Aim:
Using the entries below, transcribe exactly the line containing "Guideline — for every instance of the metal" and each line that follows it to the end.

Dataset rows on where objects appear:
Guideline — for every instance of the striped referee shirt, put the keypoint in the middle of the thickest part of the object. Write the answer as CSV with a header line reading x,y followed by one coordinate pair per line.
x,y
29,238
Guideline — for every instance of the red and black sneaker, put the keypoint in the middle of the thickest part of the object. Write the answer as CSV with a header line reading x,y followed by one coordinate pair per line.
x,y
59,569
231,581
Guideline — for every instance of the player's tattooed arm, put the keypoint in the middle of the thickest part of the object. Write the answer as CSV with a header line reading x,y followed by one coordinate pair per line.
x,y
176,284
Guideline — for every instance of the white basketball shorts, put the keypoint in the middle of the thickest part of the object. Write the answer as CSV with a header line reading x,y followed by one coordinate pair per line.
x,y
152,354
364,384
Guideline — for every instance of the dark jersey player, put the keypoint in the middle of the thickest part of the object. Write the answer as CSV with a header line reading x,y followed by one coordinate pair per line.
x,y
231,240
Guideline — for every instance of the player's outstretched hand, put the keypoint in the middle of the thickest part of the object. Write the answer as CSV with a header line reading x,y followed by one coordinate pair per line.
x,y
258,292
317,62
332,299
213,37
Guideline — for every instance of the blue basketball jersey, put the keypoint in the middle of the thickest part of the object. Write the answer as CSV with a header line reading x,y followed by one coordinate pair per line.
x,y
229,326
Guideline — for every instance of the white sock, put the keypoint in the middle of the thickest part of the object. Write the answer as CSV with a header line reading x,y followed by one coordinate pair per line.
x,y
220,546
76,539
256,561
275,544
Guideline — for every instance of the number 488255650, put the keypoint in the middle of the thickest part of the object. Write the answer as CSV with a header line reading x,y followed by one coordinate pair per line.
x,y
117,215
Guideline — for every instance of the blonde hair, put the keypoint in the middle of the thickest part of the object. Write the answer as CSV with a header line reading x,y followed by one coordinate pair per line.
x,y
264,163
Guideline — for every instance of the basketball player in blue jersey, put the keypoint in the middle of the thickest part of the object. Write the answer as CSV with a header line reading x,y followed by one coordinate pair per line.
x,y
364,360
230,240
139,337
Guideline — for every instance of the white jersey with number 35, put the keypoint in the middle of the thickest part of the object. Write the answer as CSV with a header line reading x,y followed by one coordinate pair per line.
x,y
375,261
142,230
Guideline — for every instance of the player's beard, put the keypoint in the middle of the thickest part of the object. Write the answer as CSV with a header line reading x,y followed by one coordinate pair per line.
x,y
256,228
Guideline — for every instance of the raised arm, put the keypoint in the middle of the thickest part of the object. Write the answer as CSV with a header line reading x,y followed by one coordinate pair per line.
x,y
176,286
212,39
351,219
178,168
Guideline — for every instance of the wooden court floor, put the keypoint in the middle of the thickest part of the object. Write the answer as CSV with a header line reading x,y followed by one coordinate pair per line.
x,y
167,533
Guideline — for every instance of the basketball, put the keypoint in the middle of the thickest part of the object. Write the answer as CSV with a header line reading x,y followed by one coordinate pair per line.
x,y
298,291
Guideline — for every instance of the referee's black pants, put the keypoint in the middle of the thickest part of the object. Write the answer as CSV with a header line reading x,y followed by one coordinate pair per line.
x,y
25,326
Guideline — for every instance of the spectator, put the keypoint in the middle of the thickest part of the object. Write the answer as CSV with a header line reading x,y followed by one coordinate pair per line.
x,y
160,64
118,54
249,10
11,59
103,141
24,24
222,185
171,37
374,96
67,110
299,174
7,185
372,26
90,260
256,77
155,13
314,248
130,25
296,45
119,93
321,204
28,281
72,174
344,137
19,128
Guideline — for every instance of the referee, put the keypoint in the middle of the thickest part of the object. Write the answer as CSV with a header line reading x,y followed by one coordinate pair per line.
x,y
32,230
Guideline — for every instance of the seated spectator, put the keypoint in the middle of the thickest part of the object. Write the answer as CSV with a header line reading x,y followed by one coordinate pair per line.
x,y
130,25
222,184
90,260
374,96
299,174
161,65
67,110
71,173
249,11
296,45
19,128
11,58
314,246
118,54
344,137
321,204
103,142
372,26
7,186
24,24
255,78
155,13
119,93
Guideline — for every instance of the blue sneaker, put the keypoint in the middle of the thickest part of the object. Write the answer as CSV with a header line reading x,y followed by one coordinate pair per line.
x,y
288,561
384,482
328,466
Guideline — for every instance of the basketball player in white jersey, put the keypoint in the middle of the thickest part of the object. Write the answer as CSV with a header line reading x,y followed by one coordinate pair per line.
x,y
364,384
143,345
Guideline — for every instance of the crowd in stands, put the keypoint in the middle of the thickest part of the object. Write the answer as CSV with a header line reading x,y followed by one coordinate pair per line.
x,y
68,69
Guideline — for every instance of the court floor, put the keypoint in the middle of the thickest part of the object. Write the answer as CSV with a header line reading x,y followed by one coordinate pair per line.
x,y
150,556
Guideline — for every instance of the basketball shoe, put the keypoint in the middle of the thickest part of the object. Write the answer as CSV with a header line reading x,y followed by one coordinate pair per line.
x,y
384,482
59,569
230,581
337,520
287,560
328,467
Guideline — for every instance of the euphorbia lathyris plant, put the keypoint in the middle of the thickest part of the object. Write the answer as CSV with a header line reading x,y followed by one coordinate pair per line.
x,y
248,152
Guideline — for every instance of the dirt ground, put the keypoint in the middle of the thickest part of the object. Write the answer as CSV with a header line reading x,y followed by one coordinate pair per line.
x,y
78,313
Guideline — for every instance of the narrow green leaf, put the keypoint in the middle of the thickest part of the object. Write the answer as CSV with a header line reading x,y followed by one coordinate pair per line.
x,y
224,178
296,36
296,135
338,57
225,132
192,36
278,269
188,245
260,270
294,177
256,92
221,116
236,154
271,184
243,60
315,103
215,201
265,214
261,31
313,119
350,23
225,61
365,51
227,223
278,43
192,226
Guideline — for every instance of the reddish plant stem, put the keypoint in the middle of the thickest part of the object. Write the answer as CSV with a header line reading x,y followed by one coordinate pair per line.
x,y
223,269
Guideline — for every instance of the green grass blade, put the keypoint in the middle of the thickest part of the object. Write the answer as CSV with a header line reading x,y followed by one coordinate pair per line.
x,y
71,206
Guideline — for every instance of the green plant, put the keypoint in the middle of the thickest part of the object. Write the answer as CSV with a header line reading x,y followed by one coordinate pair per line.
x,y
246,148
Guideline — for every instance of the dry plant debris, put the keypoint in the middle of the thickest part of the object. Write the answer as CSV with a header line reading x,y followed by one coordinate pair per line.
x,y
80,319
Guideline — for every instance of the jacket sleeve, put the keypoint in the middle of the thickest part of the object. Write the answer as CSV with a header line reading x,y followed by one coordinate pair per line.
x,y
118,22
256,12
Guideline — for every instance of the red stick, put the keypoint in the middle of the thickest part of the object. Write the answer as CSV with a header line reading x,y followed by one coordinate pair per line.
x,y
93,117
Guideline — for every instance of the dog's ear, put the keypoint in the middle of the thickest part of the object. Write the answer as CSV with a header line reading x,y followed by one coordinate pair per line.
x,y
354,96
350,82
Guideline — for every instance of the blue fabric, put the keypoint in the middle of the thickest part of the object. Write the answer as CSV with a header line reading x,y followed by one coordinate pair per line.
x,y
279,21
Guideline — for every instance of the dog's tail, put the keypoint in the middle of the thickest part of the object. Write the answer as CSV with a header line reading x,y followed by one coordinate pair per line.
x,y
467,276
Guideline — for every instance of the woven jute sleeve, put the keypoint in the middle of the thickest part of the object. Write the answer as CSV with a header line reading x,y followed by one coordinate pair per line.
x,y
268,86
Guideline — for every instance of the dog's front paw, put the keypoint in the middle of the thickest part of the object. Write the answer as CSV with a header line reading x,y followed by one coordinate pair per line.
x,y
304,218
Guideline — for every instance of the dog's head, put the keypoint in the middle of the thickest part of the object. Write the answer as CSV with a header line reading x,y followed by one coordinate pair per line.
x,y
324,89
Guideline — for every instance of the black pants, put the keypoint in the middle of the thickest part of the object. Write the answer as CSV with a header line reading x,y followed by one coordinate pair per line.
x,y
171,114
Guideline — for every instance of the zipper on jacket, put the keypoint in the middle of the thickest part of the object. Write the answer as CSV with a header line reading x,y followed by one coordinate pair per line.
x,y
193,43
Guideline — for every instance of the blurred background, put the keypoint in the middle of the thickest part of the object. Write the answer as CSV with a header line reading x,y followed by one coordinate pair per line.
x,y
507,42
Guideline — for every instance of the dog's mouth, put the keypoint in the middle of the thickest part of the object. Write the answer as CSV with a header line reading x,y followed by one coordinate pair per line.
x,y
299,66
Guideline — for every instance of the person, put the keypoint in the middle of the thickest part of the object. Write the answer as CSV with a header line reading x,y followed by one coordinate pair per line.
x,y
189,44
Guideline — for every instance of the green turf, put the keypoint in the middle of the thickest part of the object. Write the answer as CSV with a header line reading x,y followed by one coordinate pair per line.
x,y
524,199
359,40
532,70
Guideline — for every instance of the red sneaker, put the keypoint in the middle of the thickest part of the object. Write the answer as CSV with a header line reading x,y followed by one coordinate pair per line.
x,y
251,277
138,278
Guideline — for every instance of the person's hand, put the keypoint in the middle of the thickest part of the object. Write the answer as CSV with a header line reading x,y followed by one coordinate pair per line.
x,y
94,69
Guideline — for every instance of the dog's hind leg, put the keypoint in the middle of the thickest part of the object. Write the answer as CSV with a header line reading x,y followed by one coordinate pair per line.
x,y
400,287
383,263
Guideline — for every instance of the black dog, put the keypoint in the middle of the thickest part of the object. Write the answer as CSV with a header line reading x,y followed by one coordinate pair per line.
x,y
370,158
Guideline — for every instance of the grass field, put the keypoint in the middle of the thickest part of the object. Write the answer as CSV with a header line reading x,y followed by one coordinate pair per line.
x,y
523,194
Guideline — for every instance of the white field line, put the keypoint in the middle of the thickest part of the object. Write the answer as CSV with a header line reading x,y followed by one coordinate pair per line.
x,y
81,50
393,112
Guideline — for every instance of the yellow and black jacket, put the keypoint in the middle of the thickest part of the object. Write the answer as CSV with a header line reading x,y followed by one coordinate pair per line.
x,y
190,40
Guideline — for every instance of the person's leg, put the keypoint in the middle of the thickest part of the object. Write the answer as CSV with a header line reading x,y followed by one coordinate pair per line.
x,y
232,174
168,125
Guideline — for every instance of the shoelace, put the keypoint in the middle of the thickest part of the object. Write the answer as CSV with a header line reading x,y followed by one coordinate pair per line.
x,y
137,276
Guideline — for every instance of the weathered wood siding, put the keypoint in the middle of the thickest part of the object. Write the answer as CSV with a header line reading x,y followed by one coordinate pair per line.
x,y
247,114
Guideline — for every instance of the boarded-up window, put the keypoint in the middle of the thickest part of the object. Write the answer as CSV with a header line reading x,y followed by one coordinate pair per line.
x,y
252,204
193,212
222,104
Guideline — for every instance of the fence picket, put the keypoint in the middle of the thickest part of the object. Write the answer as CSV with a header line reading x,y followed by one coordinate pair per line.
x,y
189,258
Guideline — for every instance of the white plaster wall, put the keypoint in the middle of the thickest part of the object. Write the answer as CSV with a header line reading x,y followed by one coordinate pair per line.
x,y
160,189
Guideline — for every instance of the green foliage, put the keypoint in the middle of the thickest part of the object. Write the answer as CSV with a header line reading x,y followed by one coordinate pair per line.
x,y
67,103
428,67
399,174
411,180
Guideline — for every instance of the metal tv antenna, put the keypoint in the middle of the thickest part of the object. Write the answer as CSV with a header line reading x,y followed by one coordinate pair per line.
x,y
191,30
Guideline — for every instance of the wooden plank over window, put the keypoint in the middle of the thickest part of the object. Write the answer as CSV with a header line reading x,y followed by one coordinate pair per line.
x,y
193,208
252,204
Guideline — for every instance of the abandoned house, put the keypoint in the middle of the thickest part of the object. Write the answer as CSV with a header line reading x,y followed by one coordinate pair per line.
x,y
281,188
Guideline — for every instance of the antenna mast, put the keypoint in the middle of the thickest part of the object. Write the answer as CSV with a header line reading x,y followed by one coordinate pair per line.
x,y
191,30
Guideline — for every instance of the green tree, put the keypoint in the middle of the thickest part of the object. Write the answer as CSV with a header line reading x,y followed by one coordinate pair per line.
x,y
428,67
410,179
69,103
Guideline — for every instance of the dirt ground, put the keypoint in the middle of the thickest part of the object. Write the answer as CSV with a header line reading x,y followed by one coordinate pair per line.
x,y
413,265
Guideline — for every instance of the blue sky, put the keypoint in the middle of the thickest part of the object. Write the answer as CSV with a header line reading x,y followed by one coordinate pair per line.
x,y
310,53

Response to this task:
Guideline — for every instance of the metal tv antenna, put the keypoint in the middle of the thickest part of the object. Write the answer as CSV with a header line reading x,y followed by one coordinate pair per line.
x,y
191,30
Guideline — for every instance of the wooden plank over window, put the keypoint in the middle of the thickest part of the object. Write the answer as CSV with a header line reading x,y followed by one coordinate pair per line.
x,y
193,208
252,204
Guideline — for every instance of the abandoned house, put the keypoint in the middle of the thickest part of the object. Write the answer as CSV with a header line reading x,y followed by one coordinate pair per line.
x,y
281,188
Guideline — for every instance of the antenna mast, put the keypoint in the middle of the thickest part of the object. Write the answer as CSV with a header line reading x,y followed by one coordinate pair per line.
x,y
191,30
Guideline — for every instance of the green tree, put the keypoint in the middle of the thickest part of the object. Write the answer as CSV with a header line reading x,y followed by one coordinate pair per line.
x,y
428,67
410,179
69,103
Guideline — for every instance of the dirt ground, put the keypoint in the middle of the thickest part of the object. Write the answer as CSV with a header line reading x,y followed by one coordinate pair per line.
x,y
413,265
Guideline — for every instance of the blue sky, put the keypoint in the middle of the thickest part of the object. Write the answer as CSV with a header line reading x,y followed by one coordinate pair per line.
x,y
310,53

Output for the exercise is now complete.